GIVEN PASSAGE:

BEGIN

A laxative may also be prescribed after surgery to avoid constipation and you should resume a healthy diet rich in fruit and vegetables to reduce your risk of developing recurrent prolapse in the future.
Early mobility after the operation and avoiding chronic cough will also help recovery. Stopping smoking will reduce coughing and hence reduce future risk of recurrence of prolapse.
Before any major surgery, it is advisable to try and get as fit for surgery as possible.
You will usually be discharged home in a few days after your operation; usually 48 to 72 hours, provided there have been no untoward complications. During your time in the hospital, you will be monitored for bleeding, infection and the nurses will help you become mobile as soon as possible. This reduces your risk of thrombosis.
You will be usually given a blood thinning injection (for example Clexane), some hours after any major or long operation as well as stockings provided by the hospital, to try and reduce your risk of developing a clot after your operation. You must wear your stockings properly (the nurses will advise you) while you are in hospital and for at least 6 weeks after, until you have recovered fully from your operation and are fully mobile.
Yes, if you are having a General anaesthetic, no food, even chewing gum for at least 6 hours before your procedure.
Please take your essential medications as normal with a sip of water, unless advised by nurse or doctor.
Some amount of vaginal bleeding and discharge is to be expected, usually for 6-8 weeks. Avoid tampons to reduce the risk of infection. As long as the bleeding is not heavy, or has an offensive smell or causes you concern, this is normal. If you are concerned, you must contact your own doctor or the hospital where you were operated on.

END

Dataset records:
BEGIN

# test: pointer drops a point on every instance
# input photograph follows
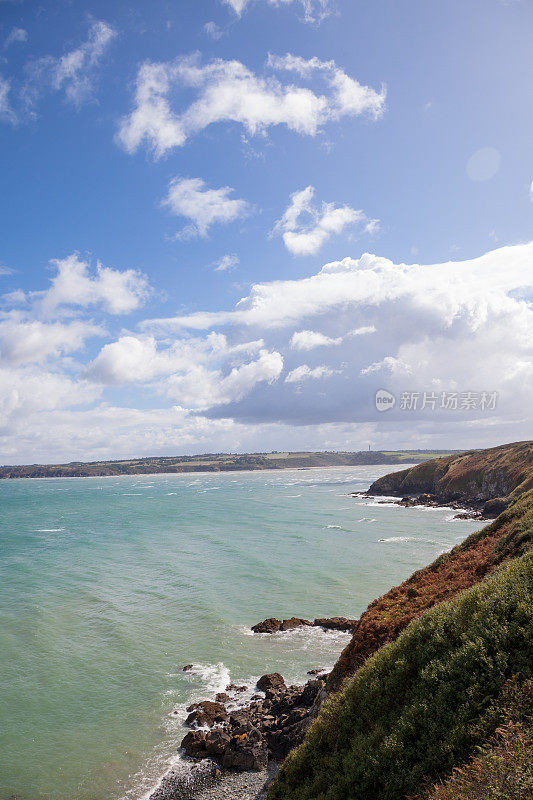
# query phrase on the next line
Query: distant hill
(473, 477)
(217, 462)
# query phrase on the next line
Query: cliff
(510, 535)
(472, 478)
(423, 703)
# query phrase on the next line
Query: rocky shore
(234, 749)
(466, 508)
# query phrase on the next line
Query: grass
(502, 768)
(421, 704)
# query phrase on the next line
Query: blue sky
(162, 161)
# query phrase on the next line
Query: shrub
(421, 704)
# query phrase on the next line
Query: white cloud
(30, 389)
(314, 10)
(117, 291)
(227, 91)
(25, 341)
(462, 326)
(190, 198)
(15, 35)
(445, 291)
(304, 373)
(308, 340)
(200, 388)
(212, 30)
(306, 228)
(7, 113)
(227, 263)
(74, 71)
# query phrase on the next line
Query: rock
(336, 624)
(216, 742)
(207, 714)
(194, 744)
(271, 625)
(271, 681)
(294, 622)
(246, 752)
(494, 507)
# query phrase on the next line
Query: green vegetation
(503, 766)
(214, 462)
(422, 703)
(478, 475)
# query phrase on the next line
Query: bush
(421, 704)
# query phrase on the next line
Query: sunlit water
(108, 586)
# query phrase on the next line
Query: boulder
(206, 713)
(272, 681)
(495, 507)
(336, 624)
(271, 625)
(246, 752)
(216, 742)
(194, 744)
(294, 622)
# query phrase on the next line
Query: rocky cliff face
(473, 477)
(510, 535)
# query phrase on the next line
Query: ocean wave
(398, 539)
(48, 530)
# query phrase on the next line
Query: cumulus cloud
(200, 388)
(190, 198)
(212, 30)
(313, 10)
(7, 113)
(227, 91)
(116, 291)
(24, 340)
(459, 326)
(363, 323)
(197, 373)
(227, 263)
(304, 373)
(305, 228)
(15, 35)
(50, 324)
(74, 71)
(308, 340)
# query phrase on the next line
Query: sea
(110, 586)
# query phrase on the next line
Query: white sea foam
(398, 539)
(48, 530)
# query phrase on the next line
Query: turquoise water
(109, 586)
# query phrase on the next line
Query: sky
(255, 225)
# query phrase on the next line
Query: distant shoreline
(217, 464)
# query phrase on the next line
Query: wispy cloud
(15, 35)
(227, 91)
(73, 72)
(305, 228)
(227, 263)
(204, 207)
(314, 11)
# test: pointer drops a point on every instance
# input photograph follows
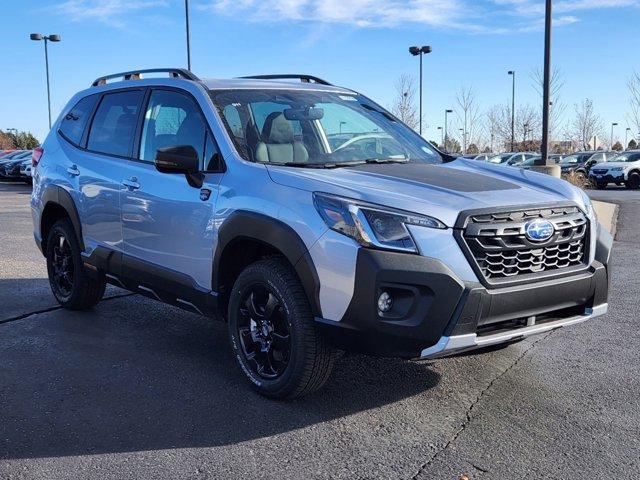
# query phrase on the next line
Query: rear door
(98, 168)
(166, 221)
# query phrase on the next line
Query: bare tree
(634, 101)
(404, 101)
(469, 116)
(587, 124)
(557, 107)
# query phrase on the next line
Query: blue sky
(361, 44)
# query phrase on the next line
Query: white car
(622, 169)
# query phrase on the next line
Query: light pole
(419, 52)
(446, 126)
(513, 107)
(53, 38)
(186, 19)
(546, 93)
(626, 138)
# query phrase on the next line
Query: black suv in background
(581, 162)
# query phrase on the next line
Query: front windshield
(312, 128)
(574, 159)
(501, 158)
(529, 162)
(625, 157)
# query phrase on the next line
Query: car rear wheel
(634, 181)
(70, 284)
(272, 332)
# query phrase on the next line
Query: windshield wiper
(387, 160)
(320, 164)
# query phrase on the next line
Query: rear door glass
(114, 123)
(74, 122)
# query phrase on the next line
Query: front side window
(114, 123)
(172, 119)
(73, 124)
(302, 127)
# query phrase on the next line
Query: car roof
(253, 83)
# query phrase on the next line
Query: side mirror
(179, 159)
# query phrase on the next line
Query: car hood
(441, 191)
(609, 165)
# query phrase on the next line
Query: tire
(272, 332)
(633, 182)
(70, 284)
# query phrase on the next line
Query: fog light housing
(385, 302)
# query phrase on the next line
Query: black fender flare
(247, 225)
(59, 196)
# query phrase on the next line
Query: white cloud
(473, 16)
(359, 13)
(109, 12)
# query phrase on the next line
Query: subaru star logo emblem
(539, 230)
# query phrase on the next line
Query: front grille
(501, 250)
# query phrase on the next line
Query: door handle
(131, 183)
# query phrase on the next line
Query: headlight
(371, 225)
(588, 204)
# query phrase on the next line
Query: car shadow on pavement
(134, 375)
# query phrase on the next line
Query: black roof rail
(137, 74)
(303, 78)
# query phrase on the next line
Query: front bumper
(470, 341)
(436, 314)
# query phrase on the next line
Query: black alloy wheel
(63, 274)
(264, 331)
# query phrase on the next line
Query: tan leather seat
(278, 144)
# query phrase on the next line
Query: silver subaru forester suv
(308, 218)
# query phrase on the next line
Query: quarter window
(74, 122)
(114, 123)
(172, 119)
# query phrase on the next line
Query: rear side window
(73, 123)
(114, 123)
(171, 119)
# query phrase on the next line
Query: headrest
(277, 129)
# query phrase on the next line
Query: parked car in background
(530, 162)
(25, 171)
(512, 158)
(12, 168)
(580, 163)
(623, 169)
(9, 159)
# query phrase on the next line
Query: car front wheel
(634, 181)
(272, 332)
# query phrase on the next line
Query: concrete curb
(607, 215)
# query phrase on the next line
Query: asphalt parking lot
(137, 389)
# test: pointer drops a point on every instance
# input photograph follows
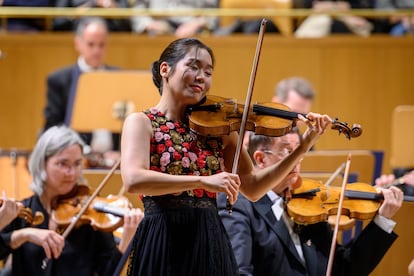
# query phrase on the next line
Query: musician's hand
(393, 198)
(9, 210)
(132, 219)
(51, 241)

END

REQUIRED ACTION 1: From the prolapse surgery text, transcribe the part starting with "Yes, if you" and going on through "were operated on.".
REQUIRED ACTION 2:
Answer these questions using the prolapse surgery text:
(a) How many hours after the operation are patients usually discharged home?
(b) For at least how many hours before a procedure under general anaesthetic should no food be taken?
(c) For how many weeks is vaginal bleeding and discharge usually expected?

EXPECTED OUTPUT 1:
Yes, if you are having a General anaesthetic, no food, even chewing gum for at least 6 hours before your procedure.
Please take your essential medications as normal with a sip of water, unless advised by nurse or doctor.
Some amount of vaginal bleeding and discharge is to be expected, usually for 6-8 weeks. Avoid tampons to reduce the risk of infection. As long as the bleeding is not heavy, or has an offensive smell or causes you concern, this is normal. If you are concerned, you must contact your own doctor or the hospital where you were operated on.

EXPECTED OUTPUT 2:
(a) 48 to 72 hours
(b) At least 6 hours
(c) 6-8 weeks